# Bereitgestellter Text:
========================================================================

Cover des unzensierten und des zensierten Roten Kalenders nebeneinander
Der Rote Kalender 1972 erschien in zwei Ausführungen: Im Original, und, nach Hausdurchsuchungen beim Verlag und Ermittlungen wegen u.a. Sachbeschädigung, in einer "durchschnüffelten" Neuausgabe. / Abbildung mit freundlicher Genehmigung des Wagenbach-Verlags

In Nachlässen, Vorlässen oder sonstigen Abgaben, die uns im Archiv erreichen, finden sich die unterschiedlichsten Materialien. So besitzen wir auch einen kleinen Stapel des Roten Kalenders für die Jahre 1972 bis 1986.

Der „Rote Kalender für Lehrlinge und Schüler“, wie er von 1972 bis 1976 hieß, wurde anfangs vom Wagenbachverlag in einer Auflage von 70.000 Exemplaren zum Preis von 2 DM als „Versuch einer Massenagitation“ [1] herausgegeben.

Er sollte in „einfacher Sprache politische und praktische Kenntnisse verbreiten – von Zahlen zur Ausbeutung über Bücherempfehlungen und Adressen von Anwälten oder Lehrlingsgruppen bis zu Ratschlägen zur Rauschgiftsucht und Anweisungen, wie man ein Flugblatt herstellt“ [1].

========================================================================

# Bereitgestellte Einträge:
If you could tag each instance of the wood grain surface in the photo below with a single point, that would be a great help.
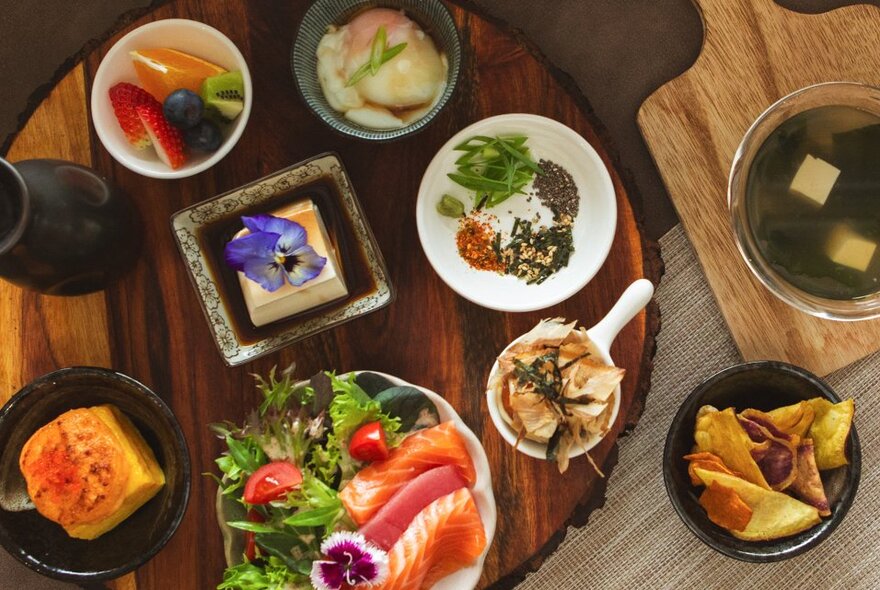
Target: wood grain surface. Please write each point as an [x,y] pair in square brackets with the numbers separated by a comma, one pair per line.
[149,325]
[754,53]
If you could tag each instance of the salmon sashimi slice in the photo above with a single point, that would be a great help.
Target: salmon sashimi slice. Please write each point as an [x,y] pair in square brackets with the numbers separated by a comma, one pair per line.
[394,517]
[443,538]
[419,452]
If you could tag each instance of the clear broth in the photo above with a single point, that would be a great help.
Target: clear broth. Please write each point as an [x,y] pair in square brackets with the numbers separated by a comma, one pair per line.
[792,232]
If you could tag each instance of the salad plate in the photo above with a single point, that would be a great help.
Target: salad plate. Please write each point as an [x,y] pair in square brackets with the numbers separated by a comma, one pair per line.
[229,510]
[593,228]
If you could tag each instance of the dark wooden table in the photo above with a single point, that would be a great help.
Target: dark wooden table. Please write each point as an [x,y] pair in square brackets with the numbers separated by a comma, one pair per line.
[149,324]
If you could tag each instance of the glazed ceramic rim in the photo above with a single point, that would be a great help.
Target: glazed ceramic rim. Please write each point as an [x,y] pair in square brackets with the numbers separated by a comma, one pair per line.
[8,241]
[317,102]
[219,319]
[677,500]
[186,170]
[60,375]
[862,308]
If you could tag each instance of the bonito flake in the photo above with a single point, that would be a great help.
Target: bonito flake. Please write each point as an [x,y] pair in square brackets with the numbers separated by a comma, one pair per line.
[556,390]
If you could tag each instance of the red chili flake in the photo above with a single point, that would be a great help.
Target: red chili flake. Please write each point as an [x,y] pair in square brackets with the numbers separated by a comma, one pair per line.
[475,240]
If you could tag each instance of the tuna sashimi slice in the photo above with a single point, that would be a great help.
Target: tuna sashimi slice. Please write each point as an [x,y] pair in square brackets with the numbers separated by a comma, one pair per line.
[443,538]
[421,451]
[394,517]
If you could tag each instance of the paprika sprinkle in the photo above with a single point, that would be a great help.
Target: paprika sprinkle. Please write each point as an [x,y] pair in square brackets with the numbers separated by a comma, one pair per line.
[475,240]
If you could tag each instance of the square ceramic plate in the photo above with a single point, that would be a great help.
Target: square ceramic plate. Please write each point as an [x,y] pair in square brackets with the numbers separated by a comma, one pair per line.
[239,343]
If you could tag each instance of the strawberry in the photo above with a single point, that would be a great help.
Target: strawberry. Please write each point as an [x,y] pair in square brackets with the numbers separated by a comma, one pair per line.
[125,98]
[166,138]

========================================================================

# Aufgabenstellung:
Nenne anhand des Textes über den Roten Kalender die Auflage und den Preis, mit denen der Wagenbachverlag den Kalender anfangs herausgab.

# Ergebnis der Aufgabe:
Der Wagenbachverlag gab ihn anfangs in einer Auflage von 70.000 Exemplaren zum Preis von 2 DM heraus.